* Problems to solve
**A.** In the passage on young children's mental health, repeat word for word the part that opens with the words containing "Mental health is" and closes with "with our world.".
**B.** Carry on the passage about social and emotional competence in early childhood, starting right after its final sentence.

* Selected passage
Building social and emotional competence
Over the last decade or so, the early childhood field has increased its interest in young children’s mental health.
Mental health is about how we think, feel and act. We all feel and behave in unique ways depending on our circumstance or context, but when behaviours are damaging or troubling or have the potential to be, they become detrimental to our day-to-day functioning and ways of interacting with our world.
The relationship between mental health and overall development is now well recognised. Early brain development research has cemented our knowledge of the importance of the early years in laying the foundations for social, emotional and cognitive health and shaping behaviours.
So, good mental health in the early childhood years refers to children’s healthy emotional development and social competence. It includes ways children interact with others, their self-confidence and feelings about themselves, and their ways of managing emotions and impulses. Sometimes, children from stressful, fragile chaotic or unpredictable family situations exhibit aggressive behaviours, inability to concentrate, persistent and intense anxiety, poor coping skills and/or problems with reacting appropriately to peers and others. Others might be withdrawn, sad, or unable to interact and play with peers. Each needs help and support.

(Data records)
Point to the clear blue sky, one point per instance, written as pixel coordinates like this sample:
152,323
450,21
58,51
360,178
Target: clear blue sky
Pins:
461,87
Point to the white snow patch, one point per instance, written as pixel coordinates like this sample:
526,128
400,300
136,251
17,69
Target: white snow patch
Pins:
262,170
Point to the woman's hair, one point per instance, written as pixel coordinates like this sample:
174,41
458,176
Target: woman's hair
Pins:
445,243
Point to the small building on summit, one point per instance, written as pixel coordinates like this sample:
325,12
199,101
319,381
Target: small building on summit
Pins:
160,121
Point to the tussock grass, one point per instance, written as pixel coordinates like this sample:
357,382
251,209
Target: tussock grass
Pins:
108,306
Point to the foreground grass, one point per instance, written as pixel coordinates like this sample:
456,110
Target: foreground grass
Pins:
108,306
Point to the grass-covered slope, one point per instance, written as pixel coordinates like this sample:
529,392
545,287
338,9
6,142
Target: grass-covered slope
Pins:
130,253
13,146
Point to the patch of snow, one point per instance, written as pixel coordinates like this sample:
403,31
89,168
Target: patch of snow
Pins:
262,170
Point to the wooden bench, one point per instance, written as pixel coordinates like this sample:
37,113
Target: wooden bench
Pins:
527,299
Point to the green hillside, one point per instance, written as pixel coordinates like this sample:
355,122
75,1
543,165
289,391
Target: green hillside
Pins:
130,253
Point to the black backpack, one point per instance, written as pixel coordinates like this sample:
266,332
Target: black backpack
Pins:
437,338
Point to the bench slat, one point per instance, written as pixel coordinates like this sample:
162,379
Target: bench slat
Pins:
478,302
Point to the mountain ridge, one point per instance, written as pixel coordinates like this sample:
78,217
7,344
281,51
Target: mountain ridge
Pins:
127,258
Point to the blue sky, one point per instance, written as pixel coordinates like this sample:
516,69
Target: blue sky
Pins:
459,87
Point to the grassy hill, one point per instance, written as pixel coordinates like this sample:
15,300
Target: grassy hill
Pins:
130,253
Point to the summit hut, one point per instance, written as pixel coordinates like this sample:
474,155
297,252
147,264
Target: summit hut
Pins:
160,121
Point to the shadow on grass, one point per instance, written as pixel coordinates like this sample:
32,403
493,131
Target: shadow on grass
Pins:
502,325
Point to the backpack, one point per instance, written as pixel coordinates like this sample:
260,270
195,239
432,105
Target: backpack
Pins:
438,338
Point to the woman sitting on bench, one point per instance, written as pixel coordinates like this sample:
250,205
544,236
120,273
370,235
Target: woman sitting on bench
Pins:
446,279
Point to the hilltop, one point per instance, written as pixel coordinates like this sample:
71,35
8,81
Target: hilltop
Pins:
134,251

* Outputs in order
**A.**
Mental health is about how we think, feel and act. We all feel and behave in unique ways depending on our circumstance or context, but when behaviours are damaging or troubling or have the potential to be, they become detrimental to our day-to-day functioning and ways of interacting with our world.

**B.**
Children who have challenging family backgrounds, characterised perhaps by parents’ mental health problems, drug and alcohol abuse, or family violence are at heightened risk of social and emotional problems. Pronounced coping and social difficulties mean that children struggle when they move from preschool or child care to school. Immature social skills tend to be linked to poor learning outcomes and children who lack age-appropriate skills often struggle academically. They may also be at increased risk for significant social and emotional problems during their schooling.
Not surprisingly though, the signs of early mental health problems vary dramatically from child to child and context to context and can be difficult to detect, especially if children do not participate regularly in early childhood services.
This issue of Every Child highlights the concept of mental-health, the need to build early childhood programs that support social and emotional competence in partnership with families, the importance of strategies for addressing potential problems, and ways of knowing when and how to support children and when to seek additional professional help.
Our writers say, that in addition to everyday social and emotional support forchildren, we need to access specific community mental-health resources such as KidsMatter Early Childhood to help strengthen children’s emotional and social development.
Rita Johnston says younger children need secure relationships with their primary caregivers. Attachment theory offers early childhood practitioners and families a lot to think about in terms of creating safe, secure environments for children and helps us understand why some children are anxious and fearful.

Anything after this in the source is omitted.